▸ **WHAT TO DO**
Return all records exactly. Nothing may be added.

▸ **Collected data entries**
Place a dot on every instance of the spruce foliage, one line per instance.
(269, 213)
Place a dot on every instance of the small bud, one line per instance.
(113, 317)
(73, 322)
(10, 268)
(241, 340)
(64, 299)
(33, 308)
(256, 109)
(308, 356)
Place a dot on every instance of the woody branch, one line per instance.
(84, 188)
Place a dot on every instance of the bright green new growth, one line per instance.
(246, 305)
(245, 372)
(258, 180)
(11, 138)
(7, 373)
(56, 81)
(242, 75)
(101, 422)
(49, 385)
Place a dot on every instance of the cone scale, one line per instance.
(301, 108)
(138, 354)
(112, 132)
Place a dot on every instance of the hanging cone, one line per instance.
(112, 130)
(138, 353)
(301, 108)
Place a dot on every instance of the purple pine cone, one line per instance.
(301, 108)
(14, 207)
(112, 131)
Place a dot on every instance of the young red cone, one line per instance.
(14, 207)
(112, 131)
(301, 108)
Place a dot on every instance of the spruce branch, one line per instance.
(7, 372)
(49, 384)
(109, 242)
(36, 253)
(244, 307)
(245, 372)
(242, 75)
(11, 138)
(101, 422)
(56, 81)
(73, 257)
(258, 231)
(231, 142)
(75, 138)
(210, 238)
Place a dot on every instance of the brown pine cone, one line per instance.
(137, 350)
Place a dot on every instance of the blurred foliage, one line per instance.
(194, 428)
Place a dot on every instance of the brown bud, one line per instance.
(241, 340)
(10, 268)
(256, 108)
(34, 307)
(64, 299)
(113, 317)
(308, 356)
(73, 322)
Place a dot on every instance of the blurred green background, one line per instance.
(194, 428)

▸ **RESULT**
Place a dot on every instance of the spruce foliage, one line per instance.
(269, 213)
Place a dot on every instance of the small bud, one line per instance.
(113, 317)
(73, 322)
(10, 268)
(241, 340)
(64, 299)
(33, 308)
(256, 109)
(308, 356)
Place a dot on every instance of the woody branch, one line per instance.
(84, 188)
Place a dot on every instance of the bright green new growth, one line per instance.
(246, 305)
(245, 372)
(258, 180)
(11, 138)
(7, 373)
(56, 81)
(242, 75)
(101, 422)
(49, 385)
Place a dot on every instance of the cone scale, one line per instance.
(301, 108)
(138, 354)
(112, 132)
Place a dot on every instance of the hanging cone, one line per instance.
(112, 130)
(138, 353)
(301, 108)
Place a dot on every instance of the purple pine cone, one line per instance.
(301, 108)
(14, 207)
(112, 131)
Place a dot on every instance of the young red cone, one line per instance.
(14, 207)
(112, 131)
(301, 108)
Place a dot on every instance of the spruce branch, one line per instance.
(7, 372)
(49, 384)
(109, 242)
(36, 253)
(244, 307)
(245, 372)
(242, 75)
(11, 138)
(101, 422)
(56, 81)
(73, 257)
(258, 231)
(231, 142)
(75, 138)
(210, 238)
Place a dot on every instance of the brown pine cone, one line per instance.
(137, 350)
Place a dot on every instance of the blurred foliage, one line per instance.
(194, 428)
Place a dot on every instance of the brown bud, one line per instance.
(241, 340)
(10, 268)
(256, 108)
(34, 307)
(64, 299)
(113, 317)
(308, 356)
(73, 322)
Place a dot on every instance of the blurred green background, one line per instance.
(194, 428)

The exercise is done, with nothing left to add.